Output verbatim the line with "the boy's leg" together with every line beneath it, ending at the last line of the entries.

___ INPUT FOR THIS TASK ___

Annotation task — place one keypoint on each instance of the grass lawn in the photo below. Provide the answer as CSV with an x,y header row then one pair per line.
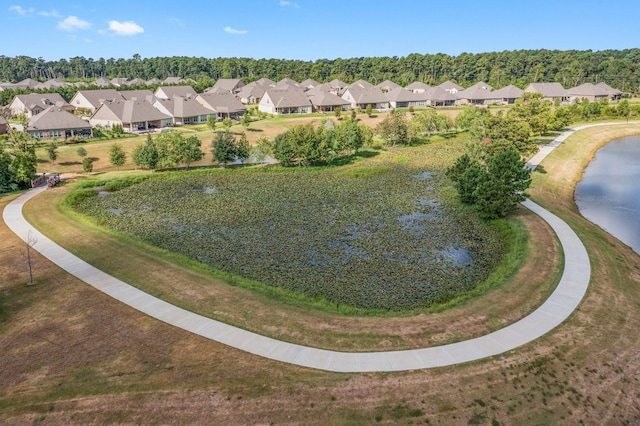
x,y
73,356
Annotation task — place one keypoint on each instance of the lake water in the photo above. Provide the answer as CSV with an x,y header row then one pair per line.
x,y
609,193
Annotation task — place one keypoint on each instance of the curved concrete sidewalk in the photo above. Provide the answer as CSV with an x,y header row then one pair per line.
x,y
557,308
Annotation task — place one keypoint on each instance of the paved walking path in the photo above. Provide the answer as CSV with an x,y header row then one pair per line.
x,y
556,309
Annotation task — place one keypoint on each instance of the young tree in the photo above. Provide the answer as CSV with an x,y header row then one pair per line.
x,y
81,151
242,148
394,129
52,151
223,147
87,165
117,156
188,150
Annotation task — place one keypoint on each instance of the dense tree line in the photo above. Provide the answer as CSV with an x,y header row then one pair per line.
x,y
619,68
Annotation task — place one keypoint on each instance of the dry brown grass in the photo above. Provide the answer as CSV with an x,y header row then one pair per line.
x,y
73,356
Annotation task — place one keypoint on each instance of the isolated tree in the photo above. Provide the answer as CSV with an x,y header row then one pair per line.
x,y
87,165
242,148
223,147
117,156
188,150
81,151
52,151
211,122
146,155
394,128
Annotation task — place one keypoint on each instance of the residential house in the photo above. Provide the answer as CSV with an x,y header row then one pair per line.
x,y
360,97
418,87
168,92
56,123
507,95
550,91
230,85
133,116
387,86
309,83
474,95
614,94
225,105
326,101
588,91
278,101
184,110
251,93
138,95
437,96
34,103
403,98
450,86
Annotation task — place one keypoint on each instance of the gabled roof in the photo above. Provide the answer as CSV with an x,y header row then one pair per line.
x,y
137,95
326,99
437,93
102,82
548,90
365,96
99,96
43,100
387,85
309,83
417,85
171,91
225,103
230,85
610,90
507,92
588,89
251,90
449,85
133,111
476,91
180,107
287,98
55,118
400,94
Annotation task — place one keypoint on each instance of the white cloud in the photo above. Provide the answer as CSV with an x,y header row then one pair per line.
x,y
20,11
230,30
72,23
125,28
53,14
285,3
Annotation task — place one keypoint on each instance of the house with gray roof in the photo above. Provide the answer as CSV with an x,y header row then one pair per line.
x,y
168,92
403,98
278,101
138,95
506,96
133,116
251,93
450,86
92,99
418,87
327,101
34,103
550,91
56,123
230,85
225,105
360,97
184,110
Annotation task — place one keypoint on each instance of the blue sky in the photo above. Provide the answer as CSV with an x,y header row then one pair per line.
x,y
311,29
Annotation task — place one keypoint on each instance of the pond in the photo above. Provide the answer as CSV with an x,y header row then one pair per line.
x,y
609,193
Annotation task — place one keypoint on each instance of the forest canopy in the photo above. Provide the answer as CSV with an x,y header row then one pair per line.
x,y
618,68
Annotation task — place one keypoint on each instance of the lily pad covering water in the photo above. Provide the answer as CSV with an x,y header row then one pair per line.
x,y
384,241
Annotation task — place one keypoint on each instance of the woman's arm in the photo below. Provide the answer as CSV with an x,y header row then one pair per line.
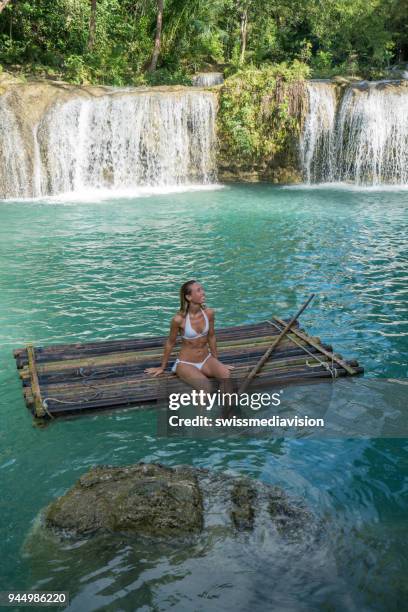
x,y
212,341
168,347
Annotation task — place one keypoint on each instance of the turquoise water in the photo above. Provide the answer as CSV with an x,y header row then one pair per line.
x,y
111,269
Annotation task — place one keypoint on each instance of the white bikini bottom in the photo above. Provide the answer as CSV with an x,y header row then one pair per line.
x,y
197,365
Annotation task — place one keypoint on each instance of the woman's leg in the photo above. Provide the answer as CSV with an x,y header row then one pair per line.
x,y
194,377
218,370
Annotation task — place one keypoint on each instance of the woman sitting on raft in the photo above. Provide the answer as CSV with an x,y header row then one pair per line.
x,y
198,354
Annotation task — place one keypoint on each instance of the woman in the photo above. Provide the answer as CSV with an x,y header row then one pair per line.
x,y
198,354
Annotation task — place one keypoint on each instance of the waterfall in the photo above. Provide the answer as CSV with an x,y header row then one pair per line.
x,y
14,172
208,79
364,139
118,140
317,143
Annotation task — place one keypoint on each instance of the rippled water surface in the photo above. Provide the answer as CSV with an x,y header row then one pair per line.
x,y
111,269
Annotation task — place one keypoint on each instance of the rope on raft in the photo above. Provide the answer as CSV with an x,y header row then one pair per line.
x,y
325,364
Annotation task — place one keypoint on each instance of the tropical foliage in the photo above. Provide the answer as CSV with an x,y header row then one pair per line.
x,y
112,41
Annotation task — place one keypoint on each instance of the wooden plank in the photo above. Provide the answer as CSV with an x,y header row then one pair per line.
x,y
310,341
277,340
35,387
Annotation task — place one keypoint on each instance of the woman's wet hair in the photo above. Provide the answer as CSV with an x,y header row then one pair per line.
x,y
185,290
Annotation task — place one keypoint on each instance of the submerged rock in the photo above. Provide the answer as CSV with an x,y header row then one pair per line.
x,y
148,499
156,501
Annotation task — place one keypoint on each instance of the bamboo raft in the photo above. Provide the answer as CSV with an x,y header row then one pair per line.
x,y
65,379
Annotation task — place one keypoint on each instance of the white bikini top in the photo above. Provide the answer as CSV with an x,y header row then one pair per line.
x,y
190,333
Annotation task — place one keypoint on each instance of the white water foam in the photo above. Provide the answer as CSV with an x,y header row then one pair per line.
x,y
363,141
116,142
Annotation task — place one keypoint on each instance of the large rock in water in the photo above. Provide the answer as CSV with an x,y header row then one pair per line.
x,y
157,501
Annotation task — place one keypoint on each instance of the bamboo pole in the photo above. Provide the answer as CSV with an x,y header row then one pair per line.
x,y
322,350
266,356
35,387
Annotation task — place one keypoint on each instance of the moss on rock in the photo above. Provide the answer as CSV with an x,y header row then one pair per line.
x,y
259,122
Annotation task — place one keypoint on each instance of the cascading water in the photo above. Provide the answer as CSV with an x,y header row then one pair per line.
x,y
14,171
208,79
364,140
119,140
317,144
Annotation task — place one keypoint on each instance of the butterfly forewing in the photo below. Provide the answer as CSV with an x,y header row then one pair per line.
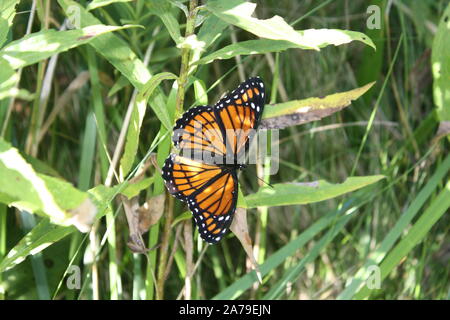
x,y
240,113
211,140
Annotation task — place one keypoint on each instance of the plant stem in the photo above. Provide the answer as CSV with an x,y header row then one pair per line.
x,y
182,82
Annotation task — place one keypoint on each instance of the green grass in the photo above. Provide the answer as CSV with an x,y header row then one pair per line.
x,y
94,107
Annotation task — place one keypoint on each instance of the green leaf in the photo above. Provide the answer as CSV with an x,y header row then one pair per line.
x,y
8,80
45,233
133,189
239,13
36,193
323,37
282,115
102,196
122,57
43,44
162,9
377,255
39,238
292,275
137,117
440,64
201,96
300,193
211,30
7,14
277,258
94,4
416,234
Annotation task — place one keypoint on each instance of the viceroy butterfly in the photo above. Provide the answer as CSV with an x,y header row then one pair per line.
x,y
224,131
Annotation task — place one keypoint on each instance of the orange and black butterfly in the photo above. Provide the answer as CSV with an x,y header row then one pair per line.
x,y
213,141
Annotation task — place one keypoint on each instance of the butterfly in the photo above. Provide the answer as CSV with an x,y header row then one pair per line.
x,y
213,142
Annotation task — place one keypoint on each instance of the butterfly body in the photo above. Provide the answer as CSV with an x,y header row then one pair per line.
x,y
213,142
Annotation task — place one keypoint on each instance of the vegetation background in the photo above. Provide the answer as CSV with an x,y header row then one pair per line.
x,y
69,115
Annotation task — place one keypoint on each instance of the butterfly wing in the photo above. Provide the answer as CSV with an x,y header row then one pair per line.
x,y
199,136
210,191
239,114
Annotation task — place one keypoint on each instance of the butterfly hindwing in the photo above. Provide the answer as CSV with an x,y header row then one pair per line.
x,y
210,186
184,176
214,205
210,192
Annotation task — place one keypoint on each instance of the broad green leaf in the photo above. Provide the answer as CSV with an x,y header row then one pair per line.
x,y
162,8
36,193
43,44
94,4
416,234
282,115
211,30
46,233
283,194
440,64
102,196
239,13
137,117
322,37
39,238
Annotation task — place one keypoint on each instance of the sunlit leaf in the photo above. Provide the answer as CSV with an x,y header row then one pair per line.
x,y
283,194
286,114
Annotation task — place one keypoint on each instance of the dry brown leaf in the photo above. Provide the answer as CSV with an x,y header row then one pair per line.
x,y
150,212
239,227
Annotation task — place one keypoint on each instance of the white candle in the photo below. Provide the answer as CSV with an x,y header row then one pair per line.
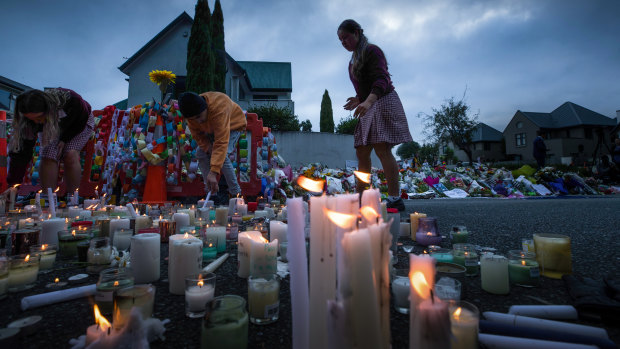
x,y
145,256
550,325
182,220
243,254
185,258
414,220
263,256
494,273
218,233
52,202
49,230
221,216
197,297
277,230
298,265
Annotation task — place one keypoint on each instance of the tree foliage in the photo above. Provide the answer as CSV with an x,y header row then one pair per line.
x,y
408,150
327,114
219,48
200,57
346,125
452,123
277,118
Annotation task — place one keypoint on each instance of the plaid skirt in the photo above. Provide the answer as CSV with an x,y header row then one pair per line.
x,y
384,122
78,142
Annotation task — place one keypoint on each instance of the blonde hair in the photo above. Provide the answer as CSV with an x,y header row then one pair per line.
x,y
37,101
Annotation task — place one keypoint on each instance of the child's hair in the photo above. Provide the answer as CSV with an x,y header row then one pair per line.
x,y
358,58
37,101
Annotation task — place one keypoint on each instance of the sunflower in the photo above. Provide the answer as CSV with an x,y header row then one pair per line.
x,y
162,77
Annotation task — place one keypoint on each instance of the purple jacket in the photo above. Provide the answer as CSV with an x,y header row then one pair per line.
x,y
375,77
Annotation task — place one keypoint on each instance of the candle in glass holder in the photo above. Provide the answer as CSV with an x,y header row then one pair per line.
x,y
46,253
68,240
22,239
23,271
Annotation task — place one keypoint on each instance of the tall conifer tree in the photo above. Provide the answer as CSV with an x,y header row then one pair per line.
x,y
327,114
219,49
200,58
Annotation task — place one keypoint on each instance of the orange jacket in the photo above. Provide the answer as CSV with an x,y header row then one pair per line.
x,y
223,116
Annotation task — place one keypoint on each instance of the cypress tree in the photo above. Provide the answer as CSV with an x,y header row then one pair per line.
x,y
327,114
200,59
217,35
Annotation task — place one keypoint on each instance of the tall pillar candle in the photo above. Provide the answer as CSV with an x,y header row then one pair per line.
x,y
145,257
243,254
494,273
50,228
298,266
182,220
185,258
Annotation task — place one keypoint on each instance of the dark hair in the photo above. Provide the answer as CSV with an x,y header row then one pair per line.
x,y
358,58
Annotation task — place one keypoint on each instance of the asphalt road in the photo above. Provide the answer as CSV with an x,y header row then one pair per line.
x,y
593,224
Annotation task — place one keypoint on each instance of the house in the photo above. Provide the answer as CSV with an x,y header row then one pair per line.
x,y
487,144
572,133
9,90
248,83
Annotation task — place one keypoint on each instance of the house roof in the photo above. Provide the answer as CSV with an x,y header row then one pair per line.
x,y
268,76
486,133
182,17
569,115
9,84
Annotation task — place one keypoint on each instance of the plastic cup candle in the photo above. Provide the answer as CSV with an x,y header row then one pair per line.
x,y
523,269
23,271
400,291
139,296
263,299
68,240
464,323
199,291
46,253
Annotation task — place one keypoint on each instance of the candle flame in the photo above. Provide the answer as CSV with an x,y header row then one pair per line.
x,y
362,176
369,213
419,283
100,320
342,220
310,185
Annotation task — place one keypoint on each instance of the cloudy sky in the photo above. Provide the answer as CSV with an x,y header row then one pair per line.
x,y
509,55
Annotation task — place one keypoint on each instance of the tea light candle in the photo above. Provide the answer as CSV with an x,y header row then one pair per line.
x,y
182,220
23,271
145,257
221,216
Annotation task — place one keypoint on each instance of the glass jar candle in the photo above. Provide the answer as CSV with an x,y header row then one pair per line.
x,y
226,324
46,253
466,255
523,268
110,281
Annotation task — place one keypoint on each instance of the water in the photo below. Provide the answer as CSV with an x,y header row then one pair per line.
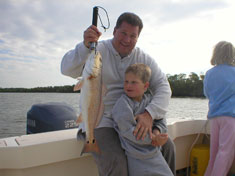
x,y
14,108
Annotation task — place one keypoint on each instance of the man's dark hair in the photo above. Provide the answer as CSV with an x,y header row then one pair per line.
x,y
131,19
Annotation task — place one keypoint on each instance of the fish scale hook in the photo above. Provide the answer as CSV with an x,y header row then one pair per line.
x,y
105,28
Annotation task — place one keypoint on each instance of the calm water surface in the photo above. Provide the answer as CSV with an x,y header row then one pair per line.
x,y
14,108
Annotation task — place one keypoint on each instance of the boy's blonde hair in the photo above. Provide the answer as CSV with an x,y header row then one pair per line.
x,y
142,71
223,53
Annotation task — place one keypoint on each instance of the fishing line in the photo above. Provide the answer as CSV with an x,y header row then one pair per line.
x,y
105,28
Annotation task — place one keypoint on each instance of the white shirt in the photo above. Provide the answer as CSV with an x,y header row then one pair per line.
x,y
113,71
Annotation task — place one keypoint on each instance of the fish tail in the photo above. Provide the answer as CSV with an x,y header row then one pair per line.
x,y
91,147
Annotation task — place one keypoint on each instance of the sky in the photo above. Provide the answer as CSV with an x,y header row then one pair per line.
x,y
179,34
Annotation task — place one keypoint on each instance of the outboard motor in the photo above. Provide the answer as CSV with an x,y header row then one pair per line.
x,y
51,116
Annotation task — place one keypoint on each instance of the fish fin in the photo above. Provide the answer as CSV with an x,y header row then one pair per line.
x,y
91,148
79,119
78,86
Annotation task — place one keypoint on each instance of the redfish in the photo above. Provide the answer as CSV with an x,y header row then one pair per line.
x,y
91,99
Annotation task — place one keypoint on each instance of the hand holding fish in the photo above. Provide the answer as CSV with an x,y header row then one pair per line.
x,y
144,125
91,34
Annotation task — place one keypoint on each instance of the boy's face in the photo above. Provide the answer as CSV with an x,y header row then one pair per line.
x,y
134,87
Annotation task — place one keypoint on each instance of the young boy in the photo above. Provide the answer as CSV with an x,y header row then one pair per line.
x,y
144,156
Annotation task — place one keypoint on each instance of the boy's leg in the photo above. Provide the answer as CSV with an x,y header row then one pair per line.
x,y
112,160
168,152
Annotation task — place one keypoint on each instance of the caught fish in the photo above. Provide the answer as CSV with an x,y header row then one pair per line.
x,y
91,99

___

--- FINAL ANSWER ---
Annotation task — place one keypoint on each instance of the boy's leg in the photo above. Provide the answer as CSV with an x,y header row then one pair per line.
x,y
112,160
168,152
Annotation task — place one keypoint on each instance of the caught fish in the photo above. Provide the answer as CSV with an x,y header row then one pair per line.
x,y
91,99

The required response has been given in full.